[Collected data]
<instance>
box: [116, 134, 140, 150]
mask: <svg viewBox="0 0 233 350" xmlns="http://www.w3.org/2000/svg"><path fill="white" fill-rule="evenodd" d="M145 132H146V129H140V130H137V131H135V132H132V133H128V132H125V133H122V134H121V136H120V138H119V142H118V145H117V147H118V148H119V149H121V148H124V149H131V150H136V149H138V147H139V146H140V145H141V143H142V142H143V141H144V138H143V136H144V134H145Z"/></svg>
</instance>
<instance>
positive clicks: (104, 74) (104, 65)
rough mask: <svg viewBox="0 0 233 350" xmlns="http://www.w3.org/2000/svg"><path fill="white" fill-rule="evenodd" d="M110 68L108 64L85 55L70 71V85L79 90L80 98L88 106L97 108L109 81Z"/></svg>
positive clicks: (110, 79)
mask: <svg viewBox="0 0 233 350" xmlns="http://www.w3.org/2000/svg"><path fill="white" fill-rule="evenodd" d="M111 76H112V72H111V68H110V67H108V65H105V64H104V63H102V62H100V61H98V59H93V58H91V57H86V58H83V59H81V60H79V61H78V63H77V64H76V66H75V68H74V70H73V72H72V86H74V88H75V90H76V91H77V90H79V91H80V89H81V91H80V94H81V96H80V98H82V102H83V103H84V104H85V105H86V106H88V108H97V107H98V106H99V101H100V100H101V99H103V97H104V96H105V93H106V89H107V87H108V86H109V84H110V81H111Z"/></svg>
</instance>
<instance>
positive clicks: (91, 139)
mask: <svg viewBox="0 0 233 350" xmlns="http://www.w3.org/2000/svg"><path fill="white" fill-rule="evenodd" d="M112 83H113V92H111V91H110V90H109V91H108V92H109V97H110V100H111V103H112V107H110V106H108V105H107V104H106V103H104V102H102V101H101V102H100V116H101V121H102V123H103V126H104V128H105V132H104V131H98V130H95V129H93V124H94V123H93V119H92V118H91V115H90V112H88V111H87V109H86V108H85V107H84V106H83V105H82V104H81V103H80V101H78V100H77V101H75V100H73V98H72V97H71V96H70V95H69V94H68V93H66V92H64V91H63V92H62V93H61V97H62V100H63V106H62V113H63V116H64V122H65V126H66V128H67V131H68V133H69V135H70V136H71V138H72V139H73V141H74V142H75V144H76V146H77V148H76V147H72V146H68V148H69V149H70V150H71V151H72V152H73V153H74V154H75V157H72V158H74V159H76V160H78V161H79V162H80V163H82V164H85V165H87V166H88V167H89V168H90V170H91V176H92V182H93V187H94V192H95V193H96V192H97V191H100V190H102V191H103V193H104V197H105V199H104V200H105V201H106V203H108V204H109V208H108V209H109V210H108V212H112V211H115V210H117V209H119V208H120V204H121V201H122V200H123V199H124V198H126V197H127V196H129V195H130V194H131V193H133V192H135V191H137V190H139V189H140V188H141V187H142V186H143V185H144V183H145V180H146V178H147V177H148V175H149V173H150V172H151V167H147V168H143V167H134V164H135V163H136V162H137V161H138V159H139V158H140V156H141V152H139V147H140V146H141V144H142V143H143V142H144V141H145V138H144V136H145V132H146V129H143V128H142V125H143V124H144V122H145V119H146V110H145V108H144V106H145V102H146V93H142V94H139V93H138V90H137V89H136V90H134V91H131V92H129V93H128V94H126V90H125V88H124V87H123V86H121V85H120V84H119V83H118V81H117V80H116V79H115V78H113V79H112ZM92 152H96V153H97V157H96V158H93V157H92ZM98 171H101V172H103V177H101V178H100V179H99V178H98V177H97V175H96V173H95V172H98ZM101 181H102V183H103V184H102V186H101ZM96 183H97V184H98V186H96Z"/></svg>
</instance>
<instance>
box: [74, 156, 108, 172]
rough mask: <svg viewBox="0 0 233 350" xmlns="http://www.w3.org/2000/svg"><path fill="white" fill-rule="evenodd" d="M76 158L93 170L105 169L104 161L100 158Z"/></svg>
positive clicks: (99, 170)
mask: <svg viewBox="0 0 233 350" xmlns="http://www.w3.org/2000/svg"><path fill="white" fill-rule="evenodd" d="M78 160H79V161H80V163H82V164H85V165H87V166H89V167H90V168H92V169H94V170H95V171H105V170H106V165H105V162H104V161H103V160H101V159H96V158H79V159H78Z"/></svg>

| ACTIVITY |
Take the entries above and repeat them. Alter nothing.

| SOLVED PROBLEM |
<instance>
box: [116, 134, 140, 150]
mask: <svg viewBox="0 0 233 350" xmlns="http://www.w3.org/2000/svg"><path fill="white" fill-rule="evenodd" d="M145 132H146V129H140V130H137V131H135V132H132V133H128V132H125V133H122V134H121V136H120V138H119V142H118V145H117V147H118V148H119V149H121V148H124V149H131V150H136V149H138V147H139V146H140V145H141V143H142V142H143V141H144V138H143V136H144V134H145Z"/></svg>
</instance>
<instance>
positive clicks: (104, 74) (104, 65)
rough mask: <svg viewBox="0 0 233 350" xmlns="http://www.w3.org/2000/svg"><path fill="white" fill-rule="evenodd" d="M110 68L108 64L85 55L70 71V85L79 90L80 98L88 106L97 108L109 81Z"/></svg>
positive clicks: (110, 79)
mask: <svg viewBox="0 0 233 350" xmlns="http://www.w3.org/2000/svg"><path fill="white" fill-rule="evenodd" d="M111 76H112V72H111V68H110V67H108V65H105V64H104V63H102V62H100V61H98V59H93V58H91V57H86V58H83V59H81V60H79V61H78V63H77V64H76V66H75V68H74V70H73V72H72V86H74V88H75V90H76V91H77V90H79V91H80V89H81V91H80V94H81V96H80V98H82V102H83V103H84V104H85V105H86V106H88V108H97V107H98V106H99V101H100V100H101V99H103V97H104V96H105V93H106V89H107V87H108V86H109V84H110V81H111Z"/></svg>
</instance>
<instance>
positive clicks: (91, 139)
mask: <svg viewBox="0 0 233 350" xmlns="http://www.w3.org/2000/svg"><path fill="white" fill-rule="evenodd" d="M112 83H113V92H111V91H110V90H109V91H108V92H109V97H110V100H111V103H112V107H110V106H108V105H107V104H106V103H104V102H102V101H101V102H100V116H101V121H102V123H103V126H104V128H105V132H104V131H98V130H95V129H93V124H94V123H93V119H92V118H91V115H90V112H88V111H87V109H86V108H85V107H84V106H83V105H82V104H81V103H80V101H78V100H77V101H75V100H73V98H72V97H71V96H70V95H69V94H68V93H66V92H64V91H63V92H62V93H61V97H62V100H63V106H62V113H63V116H64V122H65V126H66V128H67V131H68V133H69V135H70V136H71V138H72V139H73V141H74V142H75V144H76V146H77V148H76V147H72V146H68V148H69V149H70V150H71V151H72V152H73V153H74V154H75V157H72V158H74V159H76V160H78V161H79V162H80V163H82V164H85V165H87V166H88V167H89V168H90V170H91V176H92V182H93V187H94V192H95V193H96V192H97V191H100V190H102V191H103V193H104V197H105V199H104V200H105V201H106V203H108V204H109V208H108V209H109V210H108V212H112V211H115V210H117V209H119V208H120V204H121V201H122V200H123V199H124V198H126V197H127V196H129V195H130V194H131V193H133V192H135V191H137V190H139V189H140V188H141V187H142V186H143V185H144V183H145V180H146V178H147V177H148V175H149V173H150V172H151V167H147V168H143V167H134V164H135V163H136V162H137V161H138V159H139V158H140V156H141V152H139V147H140V146H141V144H142V143H143V142H144V141H145V138H144V136H145V132H146V129H143V128H142V125H143V124H144V122H145V119H146V110H145V108H144V106H145V102H146V93H142V94H139V93H138V90H137V89H136V90H134V91H131V92H129V93H128V94H126V90H125V88H124V87H123V86H121V85H120V84H119V83H118V81H117V80H116V79H115V78H113V79H112ZM92 152H96V153H97V157H96V158H93V157H92ZM98 171H101V172H103V177H101V178H100V179H99V178H98V177H97V175H96V173H95V172H98ZM101 181H102V183H103V184H102V186H101ZM96 183H97V184H98V186H96Z"/></svg>
</instance>
<instance>
box: [74, 156, 108, 172]
rough mask: <svg viewBox="0 0 233 350" xmlns="http://www.w3.org/2000/svg"><path fill="white" fill-rule="evenodd" d="M76 158L93 170L105 169L104 161L100 158Z"/></svg>
positive clicks: (99, 170)
mask: <svg viewBox="0 0 233 350" xmlns="http://www.w3.org/2000/svg"><path fill="white" fill-rule="evenodd" d="M78 160H79V161H80V163H82V164H85V165H87V166H89V167H90V168H92V169H94V170H95V171H105V170H106V165H105V162H104V161H103V160H101V159H96V158H79V159H78Z"/></svg>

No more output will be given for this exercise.